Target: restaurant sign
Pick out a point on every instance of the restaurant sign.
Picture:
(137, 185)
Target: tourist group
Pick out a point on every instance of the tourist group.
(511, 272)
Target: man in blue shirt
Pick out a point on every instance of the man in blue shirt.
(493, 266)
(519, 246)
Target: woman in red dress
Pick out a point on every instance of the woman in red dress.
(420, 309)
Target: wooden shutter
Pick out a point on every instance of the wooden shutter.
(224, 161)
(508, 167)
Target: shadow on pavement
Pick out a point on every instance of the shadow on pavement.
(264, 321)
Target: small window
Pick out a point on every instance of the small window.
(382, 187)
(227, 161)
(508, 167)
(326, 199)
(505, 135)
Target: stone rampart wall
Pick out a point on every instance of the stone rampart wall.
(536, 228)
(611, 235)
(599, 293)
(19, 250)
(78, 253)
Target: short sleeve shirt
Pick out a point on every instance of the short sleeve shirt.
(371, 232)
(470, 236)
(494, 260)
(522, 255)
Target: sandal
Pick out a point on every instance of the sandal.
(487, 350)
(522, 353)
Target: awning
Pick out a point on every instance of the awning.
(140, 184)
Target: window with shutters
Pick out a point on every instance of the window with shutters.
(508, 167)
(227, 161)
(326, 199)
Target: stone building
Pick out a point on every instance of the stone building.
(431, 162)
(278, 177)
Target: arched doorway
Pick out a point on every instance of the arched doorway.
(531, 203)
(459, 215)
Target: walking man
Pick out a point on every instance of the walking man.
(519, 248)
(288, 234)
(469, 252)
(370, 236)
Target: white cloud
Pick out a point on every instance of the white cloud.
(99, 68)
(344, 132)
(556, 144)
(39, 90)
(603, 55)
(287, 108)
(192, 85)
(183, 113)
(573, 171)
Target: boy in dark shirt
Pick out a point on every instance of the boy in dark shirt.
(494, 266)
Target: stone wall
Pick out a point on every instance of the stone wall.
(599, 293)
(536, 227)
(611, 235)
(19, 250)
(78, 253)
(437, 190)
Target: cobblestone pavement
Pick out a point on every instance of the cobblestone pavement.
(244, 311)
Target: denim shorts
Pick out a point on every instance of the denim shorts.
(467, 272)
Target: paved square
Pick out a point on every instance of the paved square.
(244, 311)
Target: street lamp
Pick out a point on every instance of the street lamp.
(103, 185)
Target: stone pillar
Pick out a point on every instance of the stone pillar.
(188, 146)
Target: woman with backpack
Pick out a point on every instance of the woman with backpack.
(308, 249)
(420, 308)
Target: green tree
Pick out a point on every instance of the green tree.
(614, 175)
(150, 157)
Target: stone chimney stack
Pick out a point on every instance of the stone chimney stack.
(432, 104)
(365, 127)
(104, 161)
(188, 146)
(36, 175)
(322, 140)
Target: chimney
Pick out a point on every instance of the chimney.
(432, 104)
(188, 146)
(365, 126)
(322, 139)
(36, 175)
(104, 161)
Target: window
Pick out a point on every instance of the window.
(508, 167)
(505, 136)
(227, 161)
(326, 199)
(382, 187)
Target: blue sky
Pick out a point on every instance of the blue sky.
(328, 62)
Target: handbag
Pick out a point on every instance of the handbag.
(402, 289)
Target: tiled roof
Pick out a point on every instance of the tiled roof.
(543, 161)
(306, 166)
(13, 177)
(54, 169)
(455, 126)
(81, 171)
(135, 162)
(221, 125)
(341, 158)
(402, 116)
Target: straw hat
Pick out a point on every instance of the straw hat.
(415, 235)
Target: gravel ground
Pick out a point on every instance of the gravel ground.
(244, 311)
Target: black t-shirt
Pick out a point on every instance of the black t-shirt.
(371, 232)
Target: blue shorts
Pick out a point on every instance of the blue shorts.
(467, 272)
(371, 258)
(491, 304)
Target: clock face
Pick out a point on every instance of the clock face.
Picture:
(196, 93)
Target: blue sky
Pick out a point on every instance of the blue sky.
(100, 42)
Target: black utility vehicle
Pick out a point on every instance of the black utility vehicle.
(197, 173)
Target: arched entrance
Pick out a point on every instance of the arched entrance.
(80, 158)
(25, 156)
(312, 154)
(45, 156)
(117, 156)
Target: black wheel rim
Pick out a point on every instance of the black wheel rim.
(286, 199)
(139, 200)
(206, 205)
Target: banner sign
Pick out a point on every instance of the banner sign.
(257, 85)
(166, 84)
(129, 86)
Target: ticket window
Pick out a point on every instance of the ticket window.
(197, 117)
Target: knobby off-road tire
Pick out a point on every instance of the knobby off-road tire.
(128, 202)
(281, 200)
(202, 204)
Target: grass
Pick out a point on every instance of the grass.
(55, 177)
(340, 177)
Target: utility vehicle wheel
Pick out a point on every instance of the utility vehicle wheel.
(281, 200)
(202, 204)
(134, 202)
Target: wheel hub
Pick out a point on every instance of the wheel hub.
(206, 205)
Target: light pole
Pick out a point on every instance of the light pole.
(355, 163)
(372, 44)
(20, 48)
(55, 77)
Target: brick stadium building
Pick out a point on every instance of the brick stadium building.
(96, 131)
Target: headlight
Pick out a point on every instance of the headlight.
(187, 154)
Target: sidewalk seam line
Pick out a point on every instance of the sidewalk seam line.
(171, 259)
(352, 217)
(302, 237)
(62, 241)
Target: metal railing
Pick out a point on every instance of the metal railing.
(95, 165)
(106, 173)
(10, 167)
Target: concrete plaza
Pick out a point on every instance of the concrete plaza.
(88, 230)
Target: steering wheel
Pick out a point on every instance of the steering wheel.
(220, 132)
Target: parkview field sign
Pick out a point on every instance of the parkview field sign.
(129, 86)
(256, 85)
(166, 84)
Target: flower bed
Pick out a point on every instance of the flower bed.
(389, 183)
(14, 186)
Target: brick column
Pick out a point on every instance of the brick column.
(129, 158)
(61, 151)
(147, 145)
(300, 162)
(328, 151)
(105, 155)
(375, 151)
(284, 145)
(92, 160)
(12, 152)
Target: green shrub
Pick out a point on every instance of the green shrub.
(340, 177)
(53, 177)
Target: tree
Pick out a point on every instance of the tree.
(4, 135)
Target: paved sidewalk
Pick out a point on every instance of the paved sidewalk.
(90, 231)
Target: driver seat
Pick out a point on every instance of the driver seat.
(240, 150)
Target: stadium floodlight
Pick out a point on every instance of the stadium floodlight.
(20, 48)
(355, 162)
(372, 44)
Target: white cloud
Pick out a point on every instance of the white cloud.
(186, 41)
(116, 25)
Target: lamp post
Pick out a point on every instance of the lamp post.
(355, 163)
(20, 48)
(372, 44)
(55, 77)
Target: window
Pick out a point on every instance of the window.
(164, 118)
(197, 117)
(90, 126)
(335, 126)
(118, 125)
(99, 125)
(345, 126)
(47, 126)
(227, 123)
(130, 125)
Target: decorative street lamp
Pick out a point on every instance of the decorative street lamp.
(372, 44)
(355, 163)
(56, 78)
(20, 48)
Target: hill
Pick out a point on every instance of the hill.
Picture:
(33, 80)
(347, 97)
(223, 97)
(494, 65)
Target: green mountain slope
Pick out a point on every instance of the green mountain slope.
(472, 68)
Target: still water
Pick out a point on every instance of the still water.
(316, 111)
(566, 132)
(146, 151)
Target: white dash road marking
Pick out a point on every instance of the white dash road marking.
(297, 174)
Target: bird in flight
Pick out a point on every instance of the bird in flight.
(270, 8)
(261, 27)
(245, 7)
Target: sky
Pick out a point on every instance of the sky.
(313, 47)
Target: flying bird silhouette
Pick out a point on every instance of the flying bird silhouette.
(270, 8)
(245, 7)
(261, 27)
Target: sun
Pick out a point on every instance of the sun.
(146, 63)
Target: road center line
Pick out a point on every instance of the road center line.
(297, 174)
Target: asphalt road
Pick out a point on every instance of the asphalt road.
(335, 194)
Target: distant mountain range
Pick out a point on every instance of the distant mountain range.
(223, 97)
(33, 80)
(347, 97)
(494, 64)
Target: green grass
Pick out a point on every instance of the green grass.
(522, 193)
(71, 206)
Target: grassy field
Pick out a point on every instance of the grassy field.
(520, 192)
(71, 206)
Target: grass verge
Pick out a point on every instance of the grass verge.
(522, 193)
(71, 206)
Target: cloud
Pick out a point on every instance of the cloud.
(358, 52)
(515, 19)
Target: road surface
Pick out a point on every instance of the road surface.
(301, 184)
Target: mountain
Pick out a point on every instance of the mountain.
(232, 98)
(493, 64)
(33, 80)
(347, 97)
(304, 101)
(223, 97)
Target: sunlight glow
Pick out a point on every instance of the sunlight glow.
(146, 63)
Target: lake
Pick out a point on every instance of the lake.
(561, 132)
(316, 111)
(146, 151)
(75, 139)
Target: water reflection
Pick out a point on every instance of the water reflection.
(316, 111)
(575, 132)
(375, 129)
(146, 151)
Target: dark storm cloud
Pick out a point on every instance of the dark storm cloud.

::::::

▶ **DO THIS**
Transcribe exactly the line containing "Target: road center line" and all remaining lines of the material, ending with the last one.

▶ **ANSWER**
Target: road center line
Pick out a point on every instance of the road center line.
(297, 174)
Target: asphalt road
Pick out a point on every instance of the asphalt road.
(335, 194)
Target: distant mountain range
Pick out a point on every instance of the distant mountain range.
(223, 97)
(33, 80)
(347, 97)
(494, 64)
Target: green grass
Pick out a point on every instance of the green grass.
(522, 193)
(71, 206)
Target: grassy field
Pick out a point on every instance of the grassy field.
(520, 192)
(71, 206)
Target: grass verge
Pick out a point on every instance of the grass verge.
(522, 193)
(71, 206)
Target: cloud
Pick out a point on every instance of the cloud.
(358, 52)
(515, 19)
Target: road surface
Pick out a point on every instance of the road surface.
(301, 184)
Target: mountain
Pick out a point on every instance of the mountain.
(232, 98)
(493, 64)
(33, 80)
(347, 97)
(304, 101)
(223, 97)
Target: sunlight glow
Pick out a point on every instance of the sunlight glow.
(146, 63)
Target: lake
Pick out a point on every instance of the lake.
(561, 132)
(316, 111)
(146, 151)
(75, 139)
Target: water reflection
Pick out a point on every instance of the water reflection.
(316, 111)
(575, 132)
(375, 129)
(146, 151)
Target: dark storm cloud
Pick out a point on every instance of the dark storm cloud.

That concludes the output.